_Required work_:
Write out the lines of every item below as a numbered list, skipping blank lines. Leave the pictures out.

_Dataset records_:
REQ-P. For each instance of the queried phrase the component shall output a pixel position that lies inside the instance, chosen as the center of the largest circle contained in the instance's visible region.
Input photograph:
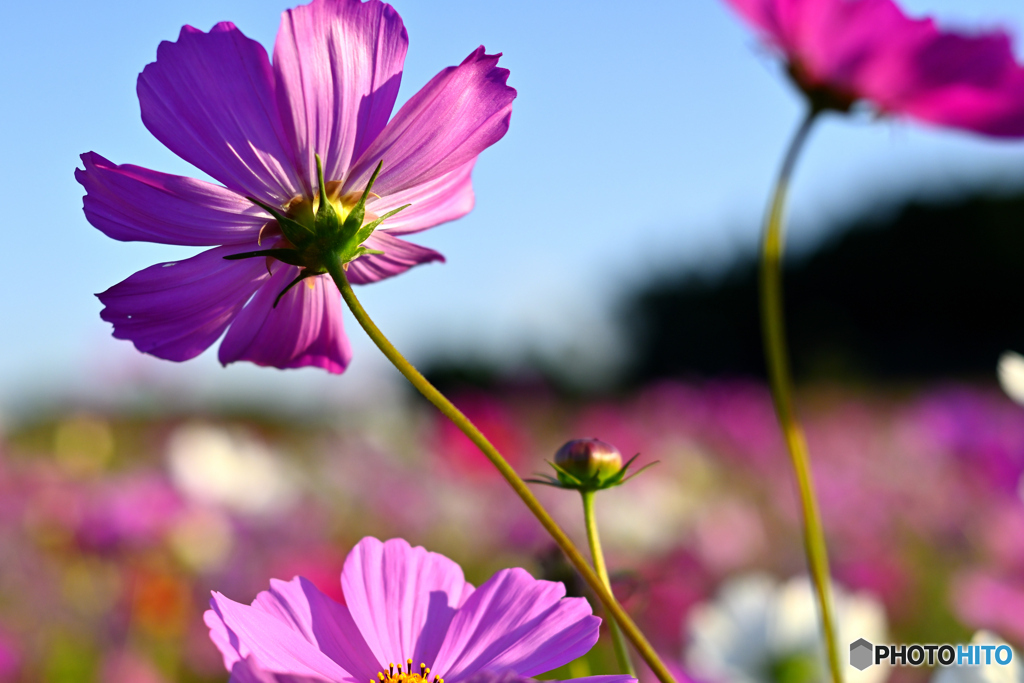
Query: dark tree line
(935, 290)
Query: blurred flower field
(115, 527)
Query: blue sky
(642, 142)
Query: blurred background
(603, 286)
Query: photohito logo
(863, 654)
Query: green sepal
(566, 480)
(327, 222)
(354, 219)
(289, 256)
(296, 232)
(308, 272)
(364, 232)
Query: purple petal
(247, 671)
(175, 310)
(517, 623)
(304, 330)
(338, 66)
(130, 203)
(455, 117)
(398, 256)
(401, 598)
(321, 621)
(512, 677)
(210, 98)
(438, 201)
(274, 645)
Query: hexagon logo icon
(861, 653)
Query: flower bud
(590, 460)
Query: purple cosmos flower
(843, 50)
(409, 606)
(261, 129)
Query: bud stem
(518, 485)
(622, 653)
(780, 380)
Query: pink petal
(401, 598)
(518, 623)
(512, 677)
(130, 203)
(175, 310)
(321, 621)
(338, 65)
(398, 257)
(247, 671)
(455, 117)
(304, 330)
(210, 98)
(871, 49)
(443, 199)
(274, 645)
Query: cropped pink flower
(407, 607)
(215, 99)
(844, 50)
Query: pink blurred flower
(986, 601)
(839, 51)
(215, 99)
(406, 605)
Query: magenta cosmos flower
(839, 51)
(410, 617)
(216, 100)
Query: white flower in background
(985, 673)
(1011, 372)
(759, 631)
(230, 469)
(203, 539)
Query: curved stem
(622, 653)
(518, 485)
(776, 356)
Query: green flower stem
(776, 356)
(622, 654)
(474, 434)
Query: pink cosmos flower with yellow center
(410, 617)
(839, 51)
(260, 130)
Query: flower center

_Expected answer_:
1. REQ-P. For each instance of the queried phrase the component shall output a pixel position that lies inside the instance, chosen as the center of the largest circle contained in the instance's visible region.
2. Input photograph:
3. Query: dark tree line
4. (935, 290)
5. Query: blurred flower field
6. (115, 527)
7. Query: blue sky
8. (642, 142)
9. Query: blurred background
10. (603, 286)
11. Query: photohito logo
12. (863, 654)
13. Query: green sepal
14. (566, 480)
15. (327, 222)
16. (354, 219)
17. (289, 256)
18. (296, 232)
19. (308, 272)
20. (364, 232)
21. Query: purple petal
22. (247, 671)
23. (175, 310)
24. (517, 623)
25. (304, 330)
26. (338, 66)
27. (130, 203)
28. (455, 117)
29. (398, 256)
30. (401, 598)
31. (321, 621)
32. (512, 677)
33. (210, 98)
34. (438, 201)
35. (274, 645)
36. Query: hexagon logo icon
37. (861, 653)
38. Query: flower bud
39. (590, 460)
40. Query: purple cosmos flower
41. (843, 50)
42. (409, 606)
43. (261, 129)
44. Query: bud stem
45. (518, 485)
46. (622, 653)
47. (780, 380)
48. Query: pink petal
49. (401, 598)
50. (518, 623)
51. (512, 677)
52. (130, 203)
53. (175, 310)
54. (321, 621)
55. (338, 65)
56. (398, 257)
57. (247, 671)
58. (455, 117)
59. (304, 330)
60. (210, 98)
61. (871, 49)
62. (443, 199)
63. (274, 645)
64. Query: cropped pink flower
65. (407, 607)
66. (215, 99)
67. (844, 50)
68. Query: pink blurred flower
69. (986, 601)
70. (839, 51)
71. (215, 99)
72. (406, 605)
73. Query: magenta cosmos flower
74. (839, 51)
75. (410, 617)
76. (216, 100)
77. Query: white flower in background
78. (985, 673)
79. (1011, 372)
80. (759, 631)
81. (230, 469)
82. (203, 539)
83. Query: curved stem
84. (622, 653)
85. (518, 485)
86. (776, 356)
87. Query: green flower stem
88. (776, 356)
89. (622, 654)
90. (474, 434)
91. Query: pink cosmos flower with yellow center
92. (410, 617)
93. (839, 51)
94. (260, 130)
95. Query: flower center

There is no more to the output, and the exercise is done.